# EXERCISE INSTRUCTIONS:
Format every line of the listing below as a JSON list of strings, one string per line with blank lines left out, and don't include the pictures in your answer.

# EXERCISE INPUTS:

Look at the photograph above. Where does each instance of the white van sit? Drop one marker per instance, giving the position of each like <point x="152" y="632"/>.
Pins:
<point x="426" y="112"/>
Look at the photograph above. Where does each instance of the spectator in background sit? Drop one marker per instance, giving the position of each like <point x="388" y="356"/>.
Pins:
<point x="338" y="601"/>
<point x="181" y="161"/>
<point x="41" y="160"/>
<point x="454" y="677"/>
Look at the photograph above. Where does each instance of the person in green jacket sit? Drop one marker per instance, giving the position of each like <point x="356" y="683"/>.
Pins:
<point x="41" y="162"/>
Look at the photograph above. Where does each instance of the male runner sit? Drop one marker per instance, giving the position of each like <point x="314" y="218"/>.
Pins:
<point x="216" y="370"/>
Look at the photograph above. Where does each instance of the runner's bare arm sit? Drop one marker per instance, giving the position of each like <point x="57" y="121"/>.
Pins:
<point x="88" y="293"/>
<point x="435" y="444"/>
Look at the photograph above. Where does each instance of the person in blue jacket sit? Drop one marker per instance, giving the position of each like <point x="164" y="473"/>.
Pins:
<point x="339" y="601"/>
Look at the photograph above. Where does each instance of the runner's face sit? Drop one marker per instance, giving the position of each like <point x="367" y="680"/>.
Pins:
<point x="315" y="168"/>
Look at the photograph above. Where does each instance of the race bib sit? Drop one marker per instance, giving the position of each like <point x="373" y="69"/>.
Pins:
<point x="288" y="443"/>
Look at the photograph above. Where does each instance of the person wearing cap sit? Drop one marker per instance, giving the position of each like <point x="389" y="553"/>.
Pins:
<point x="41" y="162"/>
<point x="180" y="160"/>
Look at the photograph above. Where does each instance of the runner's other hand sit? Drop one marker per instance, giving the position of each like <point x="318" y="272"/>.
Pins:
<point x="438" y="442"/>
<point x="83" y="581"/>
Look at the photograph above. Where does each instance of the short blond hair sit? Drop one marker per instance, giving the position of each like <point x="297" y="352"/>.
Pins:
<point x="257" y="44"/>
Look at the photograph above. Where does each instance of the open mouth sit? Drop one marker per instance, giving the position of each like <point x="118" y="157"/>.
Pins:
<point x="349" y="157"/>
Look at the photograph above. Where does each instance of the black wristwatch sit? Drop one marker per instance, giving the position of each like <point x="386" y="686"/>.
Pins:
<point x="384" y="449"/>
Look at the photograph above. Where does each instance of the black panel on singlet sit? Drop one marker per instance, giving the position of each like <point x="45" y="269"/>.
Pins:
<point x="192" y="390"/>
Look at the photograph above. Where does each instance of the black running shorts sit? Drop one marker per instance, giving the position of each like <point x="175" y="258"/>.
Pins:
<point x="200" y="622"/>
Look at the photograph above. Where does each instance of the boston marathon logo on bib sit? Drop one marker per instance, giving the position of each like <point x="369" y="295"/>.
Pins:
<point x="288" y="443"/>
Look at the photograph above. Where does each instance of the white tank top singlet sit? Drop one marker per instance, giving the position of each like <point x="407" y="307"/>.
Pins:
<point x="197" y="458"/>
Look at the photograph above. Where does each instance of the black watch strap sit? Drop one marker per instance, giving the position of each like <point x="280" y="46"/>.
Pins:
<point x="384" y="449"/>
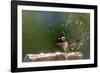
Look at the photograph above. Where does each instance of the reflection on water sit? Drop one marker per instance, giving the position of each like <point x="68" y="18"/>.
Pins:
<point x="40" y="30"/>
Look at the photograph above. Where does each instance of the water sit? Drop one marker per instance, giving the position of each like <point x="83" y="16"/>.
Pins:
<point x="40" y="31"/>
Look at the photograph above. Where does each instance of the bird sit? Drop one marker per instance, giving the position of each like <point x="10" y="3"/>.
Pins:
<point x="63" y="43"/>
<point x="68" y="45"/>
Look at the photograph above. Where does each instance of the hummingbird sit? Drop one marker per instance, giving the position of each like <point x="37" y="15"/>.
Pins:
<point x="63" y="43"/>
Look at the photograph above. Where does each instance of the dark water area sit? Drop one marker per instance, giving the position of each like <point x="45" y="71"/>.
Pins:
<point x="40" y="30"/>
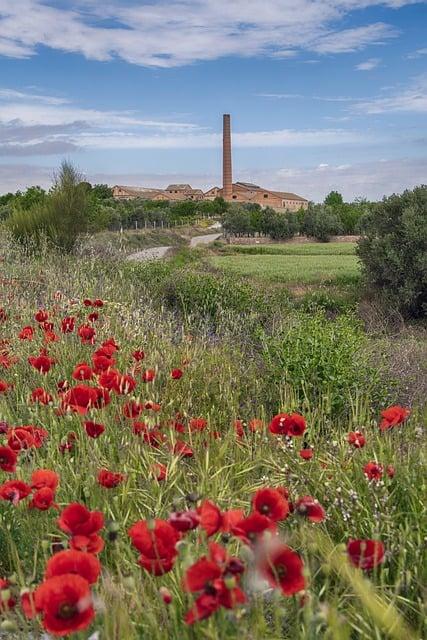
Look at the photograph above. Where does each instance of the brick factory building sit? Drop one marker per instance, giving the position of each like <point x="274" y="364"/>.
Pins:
<point x="243" y="192"/>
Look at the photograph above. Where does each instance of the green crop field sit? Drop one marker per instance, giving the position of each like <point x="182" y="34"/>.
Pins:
<point x="301" y="265"/>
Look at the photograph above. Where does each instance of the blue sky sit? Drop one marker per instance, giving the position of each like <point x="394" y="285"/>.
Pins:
<point x="324" y="94"/>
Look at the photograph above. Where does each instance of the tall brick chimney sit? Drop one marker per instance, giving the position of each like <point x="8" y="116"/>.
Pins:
<point x="227" y="177"/>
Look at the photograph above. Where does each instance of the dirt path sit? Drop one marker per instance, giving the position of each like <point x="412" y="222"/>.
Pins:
<point x="156" y="253"/>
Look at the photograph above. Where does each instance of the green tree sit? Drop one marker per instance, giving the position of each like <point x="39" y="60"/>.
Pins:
<point x="393" y="251"/>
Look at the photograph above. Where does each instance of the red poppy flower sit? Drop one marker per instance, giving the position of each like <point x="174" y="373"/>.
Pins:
<point x="81" y="398"/>
<point x="42" y="363"/>
<point x="26" y="333"/>
<point x="109" y="479"/>
<point x="184" y="520"/>
<point x="132" y="409"/>
<point x="306" y="454"/>
<point x="198" y="424"/>
<point x="44" y="478"/>
<point x="390" y="471"/>
<point x="76" y="519"/>
<point x="75" y="562"/>
<point x="365" y="554"/>
<point x="41" y="316"/>
<point x="310" y="508"/>
<point x="68" y="324"/>
<point x="14" y="491"/>
<point x="102" y="362"/>
<point x="43" y="499"/>
<point x="393" y="416"/>
<point x="271" y="503"/>
<point x="356" y="439"/>
<point x="252" y="528"/>
<point x="213" y="520"/>
<point x="159" y="471"/>
<point x="181" y="448"/>
<point x="148" y="375"/>
<point x="92" y="543"/>
<point x="5" y="602"/>
<point x="94" y="429"/>
<point x="287" y="424"/>
<point x="65" y="603"/>
<point x="283" y="568"/>
<point x="41" y="396"/>
<point x="86" y="334"/>
<point x="8" y="458"/>
<point x="373" y="471"/>
<point x="82" y="371"/>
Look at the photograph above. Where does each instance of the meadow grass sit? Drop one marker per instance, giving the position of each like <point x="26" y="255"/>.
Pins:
<point x="230" y="371"/>
<point x="295" y="268"/>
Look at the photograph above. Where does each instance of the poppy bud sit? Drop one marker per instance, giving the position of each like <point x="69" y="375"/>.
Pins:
<point x="165" y="595"/>
<point x="113" y="531"/>
<point x="8" y="626"/>
<point x="192" y="497"/>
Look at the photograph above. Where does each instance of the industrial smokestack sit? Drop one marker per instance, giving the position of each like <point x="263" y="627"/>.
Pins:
<point x="227" y="177"/>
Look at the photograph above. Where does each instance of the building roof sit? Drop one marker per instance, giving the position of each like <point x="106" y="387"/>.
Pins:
<point x="179" y="187"/>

# REPLY TO THE EXERCISE:
[
  "Look at the photograph above. Where does each instance of the white van sit? Drop one marker per instance, giving the position of each like <point x=\"152\" y=\"632\"/>.",
  "Pins:",
  "<point x=\"426\" y=\"112\"/>",
  "Look at the photograph above. Where does each instance of the spectator in background sit? Drop one marker per instance, giving the position of each like <point x=\"388\" y=\"356\"/>.",
  "Pins:",
  "<point x=\"338\" y=\"601\"/>",
  "<point x=\"181\" y=\"161\"/>",
  "<point x=\"41\" y=\"160\"/>",
  "<point x=\"454\" y=\"677\"/>",
  "Look at the photograph above. Where does each instance of the person in green jacket sit? Drop one marker per instance, giving the position of each like <point x=\"356\" y=\"683\"/>.",
  "Pins:",
  "<point x=\"41\" y=\"162\"/>",
  "Look at the photograph above. Where does each instance of the male runner sit? Drop one marker per instance, giving the position of each like <point x=\"314\" y=\"218\"/>.",
  "Pins:",
  "<point x=\"216\" y=\"370\"/>",
  "Look at the photograph above. Where does each instance of the runner's bare arm sit? Drop one marker per instance, giving the position of each like <point x=\"57\" y=\"121\"/>.",
  "Pins:",
  "<point x=\"88\" y=\"293\"/>",
  "<point x=\"435\" y=\"444\"/>",
  "Look at the photograph above. Where does each instance of the person in blue jacket sit? Drop one marker per instance, giving the position of each like <point x=\"164\" y=\"473\"/>.",
  "Pins:",
  "<point x=\"339\" y=\"601\"/>",
  "Look at the photograph above. Where does each instance of the runner's face sit? Drop one marker per instance, giving the position of each like <point x=\"367\" y=\"680\"/>.",
  "Pins:",
  "<point x=\"315\" y=\"168\"/>",
  "Look at the photograph above. Where does each instance of the race bib sit? Drop one marker per instance, giving the position of each like <point x=\"373\" y=\"69\"/>.",
  "Pins:",
  "<point x=\"288\" y=\"443\"/>",
  "Look at the photograph above. Where does each instance of the person wearing cap sit? Drop one marker per instance, giving the position of each like <point x=\"389\" y=\"553\"/>.",
  "Pins:",
  "<point x=\"41\" y=\"162\"/>",
  "<point x=\"180\" y=\"160\"/>",
  "Look at the photograph above. Where does each instance of the runner's other hand sit? Drop one marker per instance, giving the position of each like <point x=\"318\" y=\"272\"/>.",
  "Pins:",
  "<point x=\"438\" y=\"442\"/>",
  "<point x=\"83\" y=\"581\"/>",
  "Look at the photograph above. Where does each instance of the short blond hair sit? Drop one marker per instance, giving the position of each like <point x=\"297\" y=\"352\"/>.",
  "Pins:",
  "<point x=\"257\" y=\"44\"/>",
  "Look at the photograph above. Where does each instance of the open mouth sit? Drop one marker per instance, giving the position of each like <point x=\"118\" y=\"157\"/>.",
  "Pins:",
  "<point x=\"349\" y=\"157\"/>",
  "Look at the photograph above. Where does each instance of the black wristwatch sit? Drop one marker per instance, giving the position of each like <point x=\"386\" y=\"686\"/>.",
  "Pins:",
  "<point x=\"384\" y=\"449\"/>",
  "Look at the photograph above. Where does each instance of the black panel on singlet sit? Drop one marker per instance, giving the position of each like <point x=\"45\" y=\"269\"/>.",
  "Pins:",
  "<point x=\"192\" y=\"390\"/>",
  "Look at the photograph above. Where does each instance of the black running shorts sit? Drop one marker per instance, giving the position of each like <point x=\"175\" y=\"258\"/>.",
  "Pins:",
  "<point x=\"200\" y=\"622\"/>",
  "Look at the photograph above. Where does each instance of the boston marathon logo on bib sit? Drop one marker per instance, giving the position of each like <point x=\"369\" y=\"295\"/>.",
  "Pins:",
  "<point x=\"288\" y=\"443\"/>",
  "Look at the photograph above. Where does each instance of the white tank top singlet sit? Drop one marker per instance, giving the position of each like <point x=\"407\" y=\"307\"/>.",
  "Pins:",
  "<point x=\"197\" y=\"458\"/>",
  "Look at the photograph above. Where does each instance of the black watch strap sit? Drop one marker per instance, giving the position of each like <point x=\"280\" y=\"46\"/>.",
  "Pins:",
  "<point x=\"384\" y=\"449\"/>",
  "Look at the photograph above. Where does each instance of the reflection on water sit? Drop one marker per instance, giving the position of each like <point x=\"68\" y=\"18\"/>.",
  "Pins:",
  "<point x=\"40\" y=\"30\"/>",
  "Look at the photograph above. Where does each instance of the water sit? Drop one marker per instance, giving the position of each like <point x=\"83\" y=\"16\"/>.",
  "Pins:",
  "<point x=\"40\" y=\"31\"/>",
  "Look at the photograph above. Where does each instance of the bird sit? Drop one marker per instance, giving the position of each like <point x=\"10\" y=\"3\"/>.",
  "Pins:",
  "<point x=\"63\" y=\"43\"/>",
  "<point x=\"68\" y=\"45\"/>",
  "Look at the photograph above. Where does each instance of the hummingbird sit? Drop one marker per instance, giving the position of each like <point x=\"37\" y=\"15\"/>.",
  "Pins:",
  "<point x=\"63\" y=\"43\"/>",
  "Look at the photograph above. Where does each instance of the dark water area sit? Drop one marker per instance, giving the position of each like <point x=\"45\" y=\"71\"/>.",
  "Pins:",
  "<point x=\"40\" y=\"30\"/>",
  "Look at the photograph above. Where does each instance of the brick factory building sit? Drop one marker per instance, giving the position of each like <point x=\"274\" y=\"364\"/>.",
  "Pins:",
  "<point x=\"243\" y=\"192\"/>",
  "Look at the photograph above. Where does each instance of the green crop field sit? Drop one marker per instance, giving the position of each like <point x=\"182\" y=\"34\"/>.",
  "Pins:",
  "<point x=\"301\" y=\"265\"/>",
  "Look at the photograph above. Where does each instance of the blue sky sit? Drop one marker per instance, giving the position of each like <point x=\"394\" y=\"285\"/>.",
  "Pins:",
  "<point x=\"324\" y=\"94\"/>",
  "Look at the photograph above. Where does each instance of the tall brick chimney sit? Drop one marker per instance, giving the position of each like <point x=\"8\" y=\"116\"/>.",
  "Pins:",
  "<point x=\"227\" y=\"177\"/>",
  "Look at the photograph above. Where does each instance of the dirt path sit? Drop one marker per instance, giving the position of each like <point x=\"412\" y=\"222\"/>.",
  "Pins:",
  "<point x=\"156\" y=\"253\"/>",
  "Look at the photograph above. Where does each instance of the green tree sit? Drop one marker per instance, giving the position of each like <point x=\"39\" y=\"60\"/>.",
  "Pins:",
  "<point x=\"393\" y=\"251\"/>",
  "Look at the photograph above. Where does each instance of the red poppy flower sit? Drop one marker per instance, giving the position of each like <point x=\"174\" y=\"373\"/>.",
  "Pins:",
  "<point x=\"81\" y=\"398\"/>",
  "<point x=\"42\" y=\"363\"/>",
  "<point x=\"26\" y=\"333\"/>",
  "<point x=\"109\" y=\"479\"/>",
  "<point x=\"184\" y=\"520\"/>",
  "<point x=\"132\" y=\"409\"/>",
  "<point x=\"306\" y=\"454\"/>",
  "<point x=\"198\" y=\"424\"/>",
  "<point x=\"44\" y=\"478\"/>",
  "<point x=\"390\" y=\"471\"/>",
  "<point x=\"76\" y=\"519\"/>",
  "<point x=\"75\" y=\"562\"/>",
  "<point x=\"365\" y=\"554\"/>",
  "<point x=\"41\" y=\"316\"/>",
  "<point x=\"310\" y=\"508\"/>",
  "<point x=\"68\" y=\"324\"/>",
  "<point x=\"14\" y=\"491\"/>",
  "<point x=\"102\" y=\"362\"/>",
  "<point x=\"43\" y=\"499\"/>",
  "<point x=\"393\" y=\"416\"/>",
  "<point x=\"271\" y=\"503\"/>",
  "<point x=\"356\" y=\"439\"/>",
  "<point x=\"252\" y=\"528\"/>",
  "<point x=\"213\" y=\"520\"/>",
  "<point x=\"159\" y=\"471\"/>",
  "<point x=\"181\" y=\"448\"/>",
  "<point x=\"148\" y=\"375\"/>",
  "<point x=\"92\" y=\"543\"/>",
  "<point x=\"5\" y=\"602\"/>",
  "<point x=\"94\" y=\"429\"/>",
  "<point x=\"287\" y=\"424\"/>",
  "<point x=\"65\" y=\"603\"/>",
  "<point x=\"283\" y=\"568\"/>",
  "<point x=\"41\" y=\"396\"/>",
  "<point x=\"86\" y=\"334\"/>",
  "<point x=\"8\" y=\"458\"/>",
  "<point x=\"373\" y=\"471\"/>",
  "<point x=\"82\" y=\"371\"/>",
  "Look at the photograph above. Where does each instance of the meadow grass sit? Drop one marker per instance, giving the position of each like <point x=\"26\" y=\"255\"/>.",
  "Pins:",
  "<point x=\"230\" y=\"371\"/>",
  "<point x=\"295\" y=\"268\"/>",
  "Look at the photograph above. Where does each instance of the poppy bud sit? Drop one marker per instance, giving the position of each like <point x=\"69\" y=\"375\"/>.",
  "Pins:",
  "<point x=\"165\" y=\"595\"/>",
  "<point x=\"113\" y=\"531\"/>",
  "<point x=\"8\" y=\"626\"/>",
  "<point x=\"192\" y=\"497\"/>",
  "Look at the photograph above. Where does each instance of the industrial smokestack sit? Drop one marker per instance, giving the position of each like <point x=\"263\" y=\"627\"/>.",
  "Pins:",
  "<point x=\"227\" y=\"177\"/>",
  "Look at the photograph above. Where does each instance of the building roof sit? Drop one marker per instance, giving the position of each like <point x=\"106\" y=\"387\"/>.",
  "Pins:",
  "<point x=\"179\" y=\"187\"/>"
]